Tasks for this exercise:
1) According to the Walsingham newsletter below, what sum is the Thankoffering Memorial Appeal meant to raise, and on which occasion is it to be placed on the Altar?
2) Reproduce the Walsingham newsletter verbatim from "Our Lady's Mirror" to "Administrator.".
3) Extend the Walsingham newsletter by writing what follows its final sentence.

Selected excerpt:
-----
Our Lady's Mirror
Spring 1946
The new reliquary of
S Vincent before
receiving the relics
By the time you receive this number of the Mirror you should all have had and read your copy of
the Thankoffering Memorial Appeal, and we hope you will have sent your own offering for this to the
Administrator.
We aim at placing the sum required - £5,000 – on the Altar at the Offertory on the Whit Monday
Pilgrimage. You will do all you can, we are confident, to make Walsingham a living witness to all who visit
it in time to come of the gratitude of English Catholics to God and our Lady for saving our homeland from
invasion and granting us peace.
The Administrator’s Quad in the College grounds, which a couple of years ago was a veritable wilderness,
is now blooming with flowers and shrubs – a complete transformation. Alas! the Shrine gardens are
crying out for renewal and gifts of seeds and plants; also flowering shrubs are badly needed, as the war
years have sorely depleted our stocks.
Visitors will be glad to hear that a new series of lavatories is being put up to the west of the Hospice, still
very primitive, as there is no sanitary system in the village, but more adequate than in the past.
We must also emphasise the fact for all visiting priests and laymen that while they are in Walsingham on
holiday the members of the College, when in residence, are NOT on holiday and have their work to do,
and would be grateful if this was recognised. At the moment there is much too much to be done for the
present number of priests, and at least three more are needed if all the work connected with the Shrine
and its organisations, to say nothing of the parish, is to be adequately done. To this end it is hoped that
some day we may be able to endow five prebends, so that the College may become adequately staffed.
We aim at having our own guest house for priests who wish to make private retreats or at least wish to
have a quiet time while visiting the Shrine.
Our kitchen and hall will be available, we hope, shortly after Easter. Your prayers are asked for the
College, and that men may be moved to give their lives to this life, which seems so necessary for the
maintenance and continuity of the work of the Shrine.
A very large proportion of modern Communities and Colleges are founded upon the rule of S. Augustus
to which constitutions suitable for the particular house are added. This is what is done here, and we are
under obligation to assist daily in Choir at Mattins (Morning Prayer) and Evensong as well as a Chapter
Mass. There are rules, of course, concerning daily prayer and meditation, times of silence, and study: but
this is little different from the rule of any secular priest. Our rule has been seen and approved by those
competent in such matters.
-----
Data extract:

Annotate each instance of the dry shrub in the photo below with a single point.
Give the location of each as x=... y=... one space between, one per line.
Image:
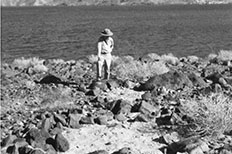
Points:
x=170 y=59
x=128 y=68
x=225 y=55
x=212 y=114
x=35 y=64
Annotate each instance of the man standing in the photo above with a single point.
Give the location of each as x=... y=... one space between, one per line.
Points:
x=105 y=46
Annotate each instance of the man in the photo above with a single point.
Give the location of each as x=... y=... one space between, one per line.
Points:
x=105 y=46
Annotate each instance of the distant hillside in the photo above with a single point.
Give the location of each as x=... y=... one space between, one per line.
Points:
x=105 y=2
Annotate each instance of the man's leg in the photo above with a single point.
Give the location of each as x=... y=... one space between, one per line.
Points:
x=107 y=66
x=100 y=62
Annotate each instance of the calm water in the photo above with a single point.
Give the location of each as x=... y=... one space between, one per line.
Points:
x=71 y=32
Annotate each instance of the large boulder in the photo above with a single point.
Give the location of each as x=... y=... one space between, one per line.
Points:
x=170 y=80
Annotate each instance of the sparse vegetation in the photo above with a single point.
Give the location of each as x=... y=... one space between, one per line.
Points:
x=212 y=114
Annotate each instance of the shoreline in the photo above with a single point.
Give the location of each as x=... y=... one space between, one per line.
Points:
x=123 y=5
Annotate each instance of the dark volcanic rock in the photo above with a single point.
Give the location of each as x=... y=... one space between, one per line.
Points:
x=60 y=118
x=37 y=138
x=101 y=120
x=147 y=109
x=87 y=120
x=8 y=140
x=120 y=106
x=170 y=80
x=74 y=120
x=113 y=83
x=50 y=79
x=61 y=143
x=102 y=85
x=197 y=80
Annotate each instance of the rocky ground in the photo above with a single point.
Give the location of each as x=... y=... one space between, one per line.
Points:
x=56 y=106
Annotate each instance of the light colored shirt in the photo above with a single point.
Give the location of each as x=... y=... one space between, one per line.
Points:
x=105 y=46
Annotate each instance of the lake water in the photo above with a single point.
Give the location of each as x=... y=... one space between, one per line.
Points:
x=72 y=32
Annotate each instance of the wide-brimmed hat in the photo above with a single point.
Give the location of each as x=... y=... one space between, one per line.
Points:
x=106 y=32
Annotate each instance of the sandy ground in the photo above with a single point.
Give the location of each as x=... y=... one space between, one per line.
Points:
x=112 y=138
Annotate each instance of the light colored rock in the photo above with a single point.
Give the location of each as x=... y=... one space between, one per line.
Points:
x=96 y=137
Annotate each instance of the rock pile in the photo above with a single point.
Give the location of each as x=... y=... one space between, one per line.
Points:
x=40 y=108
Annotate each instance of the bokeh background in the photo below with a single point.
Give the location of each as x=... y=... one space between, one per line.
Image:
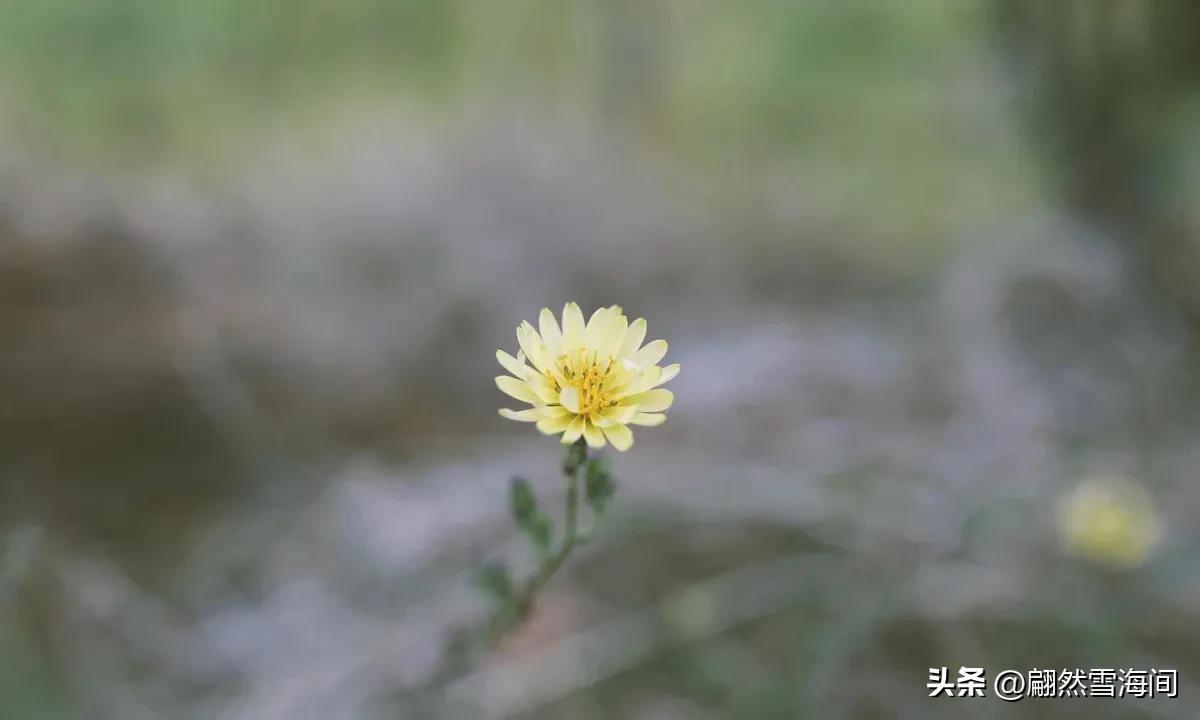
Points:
x=928 y=265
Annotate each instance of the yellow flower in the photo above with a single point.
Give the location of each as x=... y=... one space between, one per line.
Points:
x=1109 y=521
x=591 y=381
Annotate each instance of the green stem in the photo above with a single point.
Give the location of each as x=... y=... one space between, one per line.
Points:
x=523 y=600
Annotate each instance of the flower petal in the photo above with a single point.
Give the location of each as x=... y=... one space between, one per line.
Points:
x=573 y=328
x=551 y=336
x=570 y=399
x=526 y=415
x=574 y=430
x=516 y=389
x=532 y=346
x=669 y=373
x=652 y=401
x=651 y=354
x=633 y=340
x=642 y=383
x=621 y=437
x=555 y=425
x=513 y=365
x=648 y=419
x=618 y=414
x=595 y=327
x=593 y=435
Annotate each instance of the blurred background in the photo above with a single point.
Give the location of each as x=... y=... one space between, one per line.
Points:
x=931 y=269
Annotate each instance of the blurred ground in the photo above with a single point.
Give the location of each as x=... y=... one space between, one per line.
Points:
x=928 y=267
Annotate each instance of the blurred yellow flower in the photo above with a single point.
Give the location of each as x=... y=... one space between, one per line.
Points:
x=591 y=381
x=1109 y=521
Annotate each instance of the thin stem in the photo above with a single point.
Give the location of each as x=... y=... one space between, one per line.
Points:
x=570 y=535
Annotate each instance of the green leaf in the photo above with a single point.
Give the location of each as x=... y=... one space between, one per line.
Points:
x=523 y=502
x=493 y=579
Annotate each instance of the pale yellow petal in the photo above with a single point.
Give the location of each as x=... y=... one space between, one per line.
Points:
x=593 y=435
x=551 y=335
x=555 y=425
x=516 y=389
x=527 y=415
x=652 y=353
x=531 y=343
x=543 y=387
x=669 y=373
x=648 y=419
x=613 y=331
x=573 y=328
x=633 y=340
x=621 y=437
x=595 y=328
x=574 y=430
x=569 y=397
x=511 y=364
x=648 y=379
x=652 y=401
x=618 y=413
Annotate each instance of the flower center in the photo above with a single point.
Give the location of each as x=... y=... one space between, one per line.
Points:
x=586 y=373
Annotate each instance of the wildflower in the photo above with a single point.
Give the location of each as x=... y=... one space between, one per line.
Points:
x=1109 y=521
x=591 y=381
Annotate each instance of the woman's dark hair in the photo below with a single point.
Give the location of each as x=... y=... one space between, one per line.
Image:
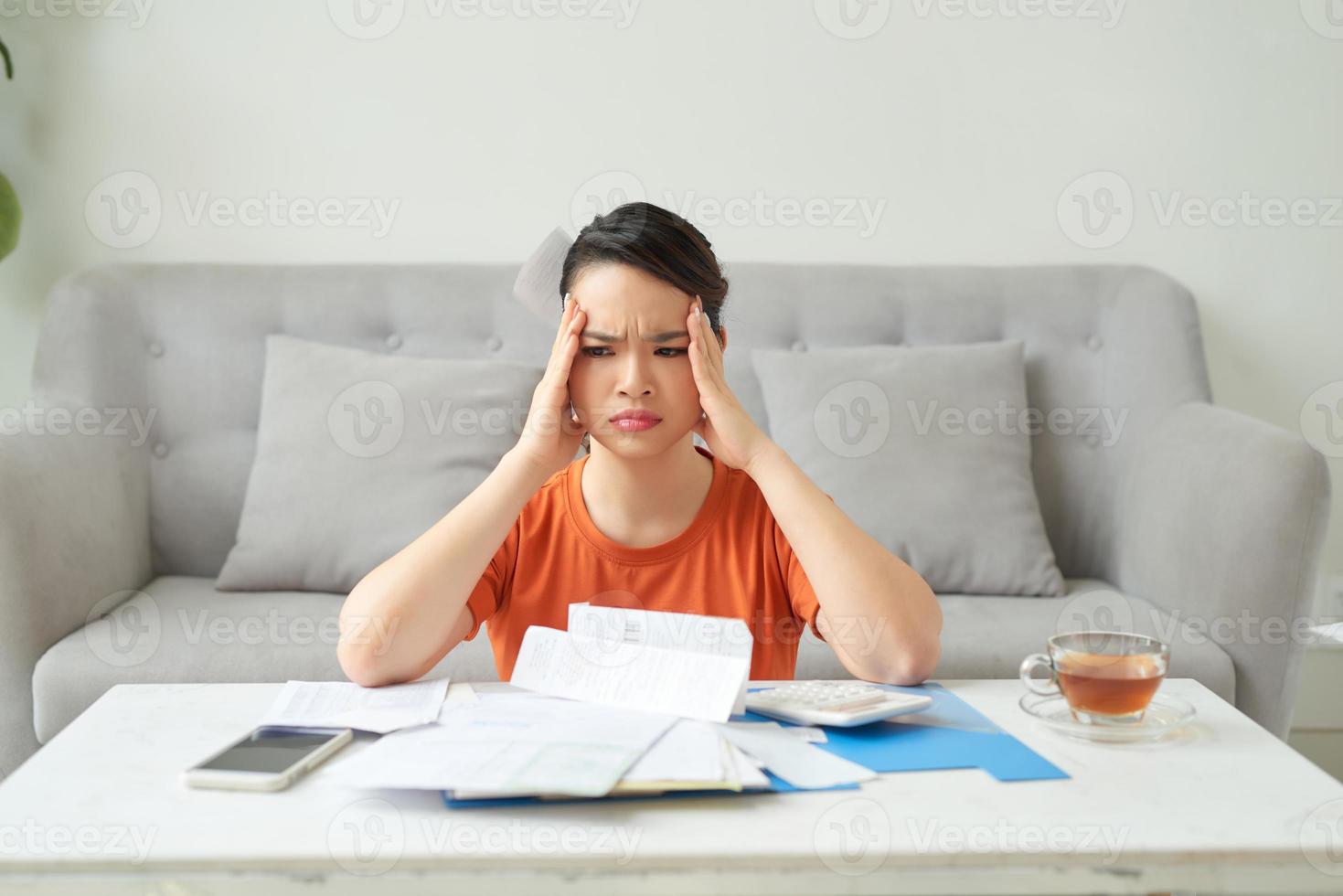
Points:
x=656 y=240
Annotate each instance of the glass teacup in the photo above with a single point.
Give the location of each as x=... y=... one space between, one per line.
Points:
x=1107 y=677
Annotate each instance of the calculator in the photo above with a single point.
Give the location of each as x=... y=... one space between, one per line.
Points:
x=841 y=704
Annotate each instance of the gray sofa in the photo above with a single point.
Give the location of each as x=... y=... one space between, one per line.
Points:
x=1199 y=513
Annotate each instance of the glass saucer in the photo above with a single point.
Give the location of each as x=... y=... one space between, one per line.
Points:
x=1165 y=716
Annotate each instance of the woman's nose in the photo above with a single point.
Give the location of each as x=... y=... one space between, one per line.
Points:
x=635 y=378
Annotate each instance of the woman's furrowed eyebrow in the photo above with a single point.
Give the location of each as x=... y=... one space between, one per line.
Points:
x=653 y=337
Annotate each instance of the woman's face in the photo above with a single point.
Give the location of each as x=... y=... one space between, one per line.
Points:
x=633 y=355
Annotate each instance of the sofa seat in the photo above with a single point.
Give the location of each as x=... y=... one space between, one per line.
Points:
x=180 y=629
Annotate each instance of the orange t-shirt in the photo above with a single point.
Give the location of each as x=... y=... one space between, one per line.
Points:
x=732 y=560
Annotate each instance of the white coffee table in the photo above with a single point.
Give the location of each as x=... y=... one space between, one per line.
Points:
x=1226 y=807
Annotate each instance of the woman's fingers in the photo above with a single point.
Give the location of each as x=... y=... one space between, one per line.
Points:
x=563 y=359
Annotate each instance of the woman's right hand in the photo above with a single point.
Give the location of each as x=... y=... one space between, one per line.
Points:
x=551 y=434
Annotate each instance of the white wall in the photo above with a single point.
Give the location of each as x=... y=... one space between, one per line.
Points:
x=486 y=129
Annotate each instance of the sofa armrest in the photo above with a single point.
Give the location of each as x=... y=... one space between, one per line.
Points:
x=74 y=528
x=1221 y=524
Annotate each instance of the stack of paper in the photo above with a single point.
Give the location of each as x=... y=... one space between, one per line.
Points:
x=675 y=663
x=524 y=746
x=343 y=704
x=626 y=701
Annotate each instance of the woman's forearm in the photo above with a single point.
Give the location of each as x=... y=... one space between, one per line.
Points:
x=400 y=618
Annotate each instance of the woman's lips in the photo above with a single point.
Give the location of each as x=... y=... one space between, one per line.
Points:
x=635 y=423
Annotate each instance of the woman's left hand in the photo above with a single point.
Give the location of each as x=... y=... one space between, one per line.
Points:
x=725 y=426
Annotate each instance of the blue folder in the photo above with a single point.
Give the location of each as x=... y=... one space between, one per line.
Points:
x=950 y=733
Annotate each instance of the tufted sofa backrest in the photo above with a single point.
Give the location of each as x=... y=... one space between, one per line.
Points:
x=187 y=341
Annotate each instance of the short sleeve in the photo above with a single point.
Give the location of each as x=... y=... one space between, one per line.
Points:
x=801 y=594
x=496 y=581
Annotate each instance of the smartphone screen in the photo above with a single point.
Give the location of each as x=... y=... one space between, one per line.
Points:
x=271 y=750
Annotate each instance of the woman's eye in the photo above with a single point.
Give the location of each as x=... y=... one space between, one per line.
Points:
x=675 y=352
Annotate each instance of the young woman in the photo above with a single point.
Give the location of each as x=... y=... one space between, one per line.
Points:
x=645 y=517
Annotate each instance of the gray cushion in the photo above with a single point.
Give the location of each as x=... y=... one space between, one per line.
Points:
x=358 y=453
x=188 y=635
x=927 y=449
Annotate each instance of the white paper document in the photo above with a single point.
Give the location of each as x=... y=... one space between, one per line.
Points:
x=790 y=758
x=687 y=632
x=521 y=746
x=630 y=675
x=344 y=704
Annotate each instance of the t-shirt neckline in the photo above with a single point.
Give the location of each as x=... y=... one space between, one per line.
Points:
x=692 y=534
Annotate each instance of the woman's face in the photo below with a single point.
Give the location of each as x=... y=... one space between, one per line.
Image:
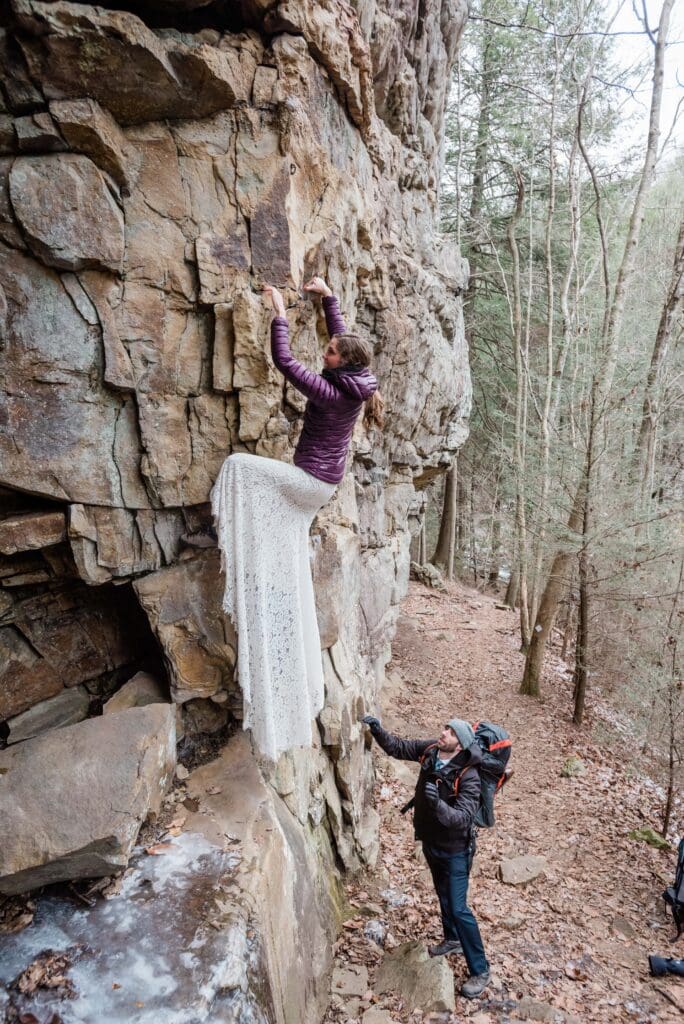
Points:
x=331 y=357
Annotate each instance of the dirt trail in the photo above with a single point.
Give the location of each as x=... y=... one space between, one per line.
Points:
x=576 y=940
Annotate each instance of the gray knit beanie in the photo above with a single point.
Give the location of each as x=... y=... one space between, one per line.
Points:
x=464 y=731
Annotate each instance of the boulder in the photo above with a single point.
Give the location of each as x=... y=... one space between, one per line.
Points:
x=74 y=633
x=185 y=609
x=67 y=212
x=137 y=692
x=421 y=981
x=31 y=530
x=521 y=870
x=375 y=1015
x=572 y=767
x=352 y=980
x=533 y=1010
x=38 y=133
x=114 y=57
x=69 y=812
x=67 y=708
x=90 y=129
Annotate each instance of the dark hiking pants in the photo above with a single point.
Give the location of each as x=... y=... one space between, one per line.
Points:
x=450 y=875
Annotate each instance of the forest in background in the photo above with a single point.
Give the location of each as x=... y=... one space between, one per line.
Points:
x=567 y=495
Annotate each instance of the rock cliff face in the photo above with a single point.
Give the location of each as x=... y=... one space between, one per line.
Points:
x=158 y=162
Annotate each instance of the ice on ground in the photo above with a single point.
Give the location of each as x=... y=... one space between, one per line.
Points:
x=165 y=947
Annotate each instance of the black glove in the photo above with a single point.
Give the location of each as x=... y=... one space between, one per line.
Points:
x=431 y=794
x=373 y=724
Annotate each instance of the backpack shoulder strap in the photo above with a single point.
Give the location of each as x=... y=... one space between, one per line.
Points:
x=425 y=753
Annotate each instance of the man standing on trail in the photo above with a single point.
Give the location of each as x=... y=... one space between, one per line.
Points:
x=444 y=806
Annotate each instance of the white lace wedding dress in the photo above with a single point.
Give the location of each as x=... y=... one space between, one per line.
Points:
x=263 y=510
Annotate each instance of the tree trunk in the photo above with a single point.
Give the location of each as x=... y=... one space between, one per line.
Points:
x=495 y=565
x=443 y=554
x=513 y=590
x=674 y=304
x=557 y=580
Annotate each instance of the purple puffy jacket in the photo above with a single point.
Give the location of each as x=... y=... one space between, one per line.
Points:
x=333 y=404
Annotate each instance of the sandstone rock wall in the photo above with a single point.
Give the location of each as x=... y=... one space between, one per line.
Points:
x=158 y=162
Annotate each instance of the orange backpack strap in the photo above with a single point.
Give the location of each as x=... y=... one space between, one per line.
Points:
x=426 y=752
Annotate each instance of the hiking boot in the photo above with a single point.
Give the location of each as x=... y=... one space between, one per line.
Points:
x=447 y=946
x=475 y=985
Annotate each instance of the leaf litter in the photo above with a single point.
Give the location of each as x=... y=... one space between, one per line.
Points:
x=570 y=947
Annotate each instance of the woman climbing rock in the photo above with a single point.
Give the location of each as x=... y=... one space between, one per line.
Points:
x=263 y=509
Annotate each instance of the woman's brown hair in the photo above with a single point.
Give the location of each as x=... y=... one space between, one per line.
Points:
x=356 y=351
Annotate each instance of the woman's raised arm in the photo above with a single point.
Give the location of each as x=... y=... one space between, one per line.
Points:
x=331 y=306
x=310 y=384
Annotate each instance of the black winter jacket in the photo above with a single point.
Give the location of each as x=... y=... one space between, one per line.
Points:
x=449 y=825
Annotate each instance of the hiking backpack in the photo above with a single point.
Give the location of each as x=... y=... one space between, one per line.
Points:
x=674 y=895
x=496 y=745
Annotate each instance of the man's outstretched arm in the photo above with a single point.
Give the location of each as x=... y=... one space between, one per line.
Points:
x=404 y=750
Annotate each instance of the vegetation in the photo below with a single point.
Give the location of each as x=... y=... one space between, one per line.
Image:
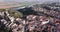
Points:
x=13 y=13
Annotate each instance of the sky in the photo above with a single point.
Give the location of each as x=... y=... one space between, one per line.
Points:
x=26 y=0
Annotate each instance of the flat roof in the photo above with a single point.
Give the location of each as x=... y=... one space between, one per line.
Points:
x=8 y=5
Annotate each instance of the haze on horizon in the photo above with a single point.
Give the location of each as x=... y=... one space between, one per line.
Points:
x=28 y=0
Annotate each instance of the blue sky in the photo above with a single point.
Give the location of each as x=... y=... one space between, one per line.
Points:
x=26 y=0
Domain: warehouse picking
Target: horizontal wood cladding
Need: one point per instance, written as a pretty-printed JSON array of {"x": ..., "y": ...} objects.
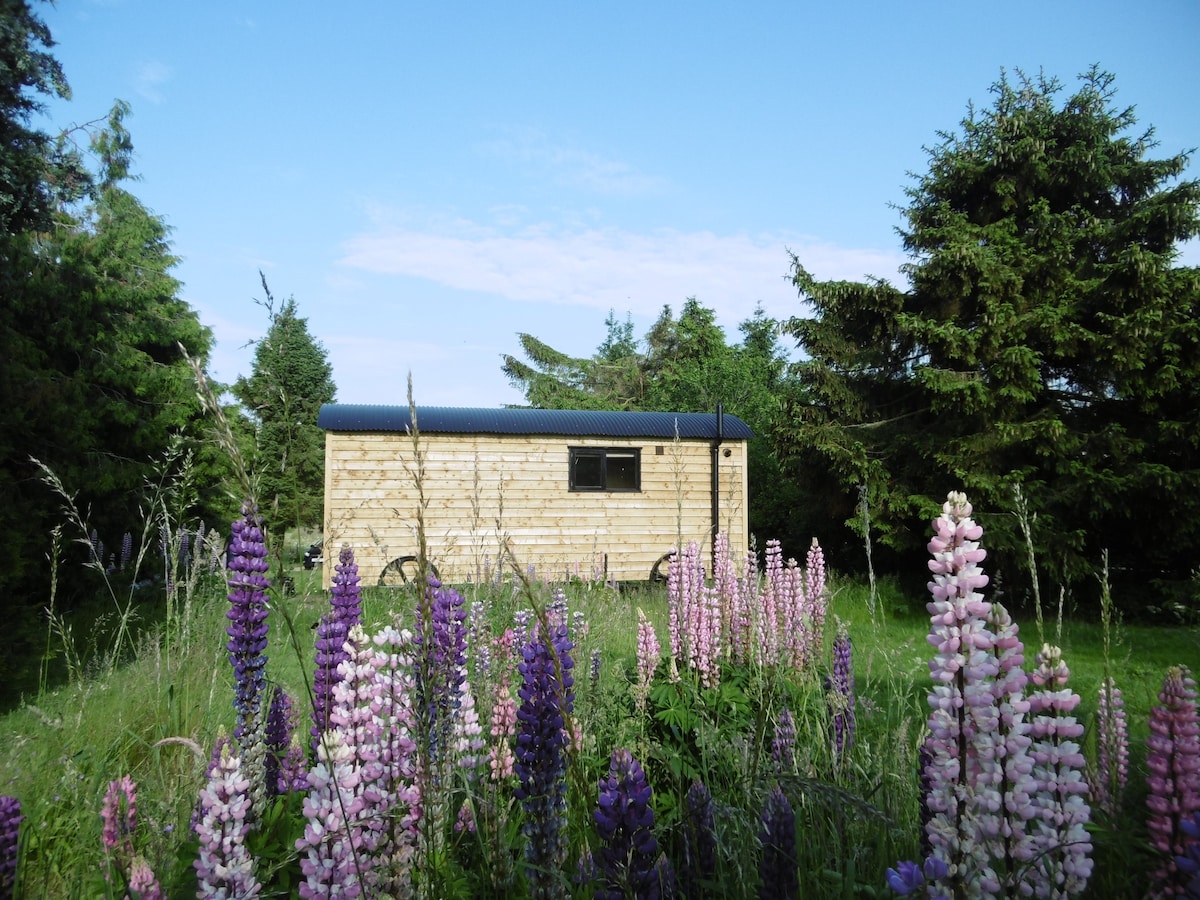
-----
Responses per task:
1) £5,000, to be placed on the Altar at the Offertory on the Whit Monday Pilgrimage.

2)
Our Lady's Mirror
Spring 1946
The new reliquary of
S Vincent before
receiving the relics
By the time you receive this number of the Mirror you should all have had and read your copy of
the Thankoffering Memorial Appeal, and we hope you will have sent your own offering for this to the
Administrator.

3)
Now a word in passing to visitors and others who have complained because they are not able to run in
and out of our precincts or use our garden as a short cut to the Pilgrimage Office, etc. We would like to
point out that it is very unreasonable and short-sighted of them. The enclosure of the College is PRIVATE,
and why should it be looked upon or treated as public any more than any other dwelling. It must,
therefore, be emphasised now, and quite definitely, that it is essential for the life of the College that their
precincts and privacy should be respected. This does not mean that the priests are any more
unapproachable than when living at the Vicarage; anyone can ask for them at any time, either by calling
at the Office at the entrances (as at any person’s front door) or by phone, if appointments are wanted.
The people of the parish find it much more convenient having the clergy living in the village rather than
“all the way up at the Vicarage”.
Since sending these notes to the printers Easter has gone by once more. On the following day a series of
day pilgrimages converged on the Shrine, coming from Lowestoft, Peterborough, Ditchingham, and
Barsham, Suffolk. The Shrine Church was well filled for the High Mass at 11 a.m. and for the other
devotions.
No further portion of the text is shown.